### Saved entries

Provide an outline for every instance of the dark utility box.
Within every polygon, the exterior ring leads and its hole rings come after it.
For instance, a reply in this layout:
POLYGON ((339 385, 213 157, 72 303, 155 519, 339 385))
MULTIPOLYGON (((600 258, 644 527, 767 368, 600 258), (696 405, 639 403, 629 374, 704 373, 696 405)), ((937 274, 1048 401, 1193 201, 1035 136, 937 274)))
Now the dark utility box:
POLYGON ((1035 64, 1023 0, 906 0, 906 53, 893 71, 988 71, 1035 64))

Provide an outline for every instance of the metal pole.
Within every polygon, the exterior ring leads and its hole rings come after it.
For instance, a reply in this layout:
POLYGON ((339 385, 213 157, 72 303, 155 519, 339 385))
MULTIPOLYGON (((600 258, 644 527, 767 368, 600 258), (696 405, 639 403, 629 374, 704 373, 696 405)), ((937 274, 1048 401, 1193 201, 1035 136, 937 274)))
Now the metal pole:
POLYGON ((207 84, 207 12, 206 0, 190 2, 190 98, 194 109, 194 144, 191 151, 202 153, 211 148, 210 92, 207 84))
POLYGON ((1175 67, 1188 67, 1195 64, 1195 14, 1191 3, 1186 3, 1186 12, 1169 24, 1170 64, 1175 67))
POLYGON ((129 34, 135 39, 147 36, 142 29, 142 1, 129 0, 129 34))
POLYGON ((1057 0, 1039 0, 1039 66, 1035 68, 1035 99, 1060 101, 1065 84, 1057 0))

### YOUR TASK
From the line holding "Now the dark" to the last line of the data above, copy every line exactly and include nothing more.

### COMPLETED TASK
Now the dark utility box:
POLYGON ((1035 64, 1023 0, 906 0, 906 53, 893 71, 988 71, 1035 64))

Provide an outline for every instance of the metal pole.
Within every polygon, the exterior ring leads and its hole rings come after it.
For instance, a reply in this layout:
POLYGON ((339 385, 213 157, 72 303, 155 519, 339 385))
MULTIPOLYGON (((600 258, 644 527, 767 368, 600 258), (696 405, 639 403, 629 374, 704 373, 696 405)), ((937 274, 1048 401, 1193 201, 1035 136, 937 274)))
Now the metal pole:
POLYGON ((207 84, 207 12, 206 0, 190 2, 190 98, 194 109, 194 144, 191 151, 202 153, 211 148, 210 92, 207 84))
POLYGON ((1175 67, 1188 67, 1195 64, 1195 14, 1191 3, 1186 3, 1186 12, 1169 24, 1170 64, 1175 67))
POLYGON ((129 34, 135 39, 147 36, 142 29, 142 1, 129 0, 129 34))
POLYGON ((1057 0, 1039 0, 1039 66, 1035 68, 1035 99, 1060 101, 1065 84, 1057 0))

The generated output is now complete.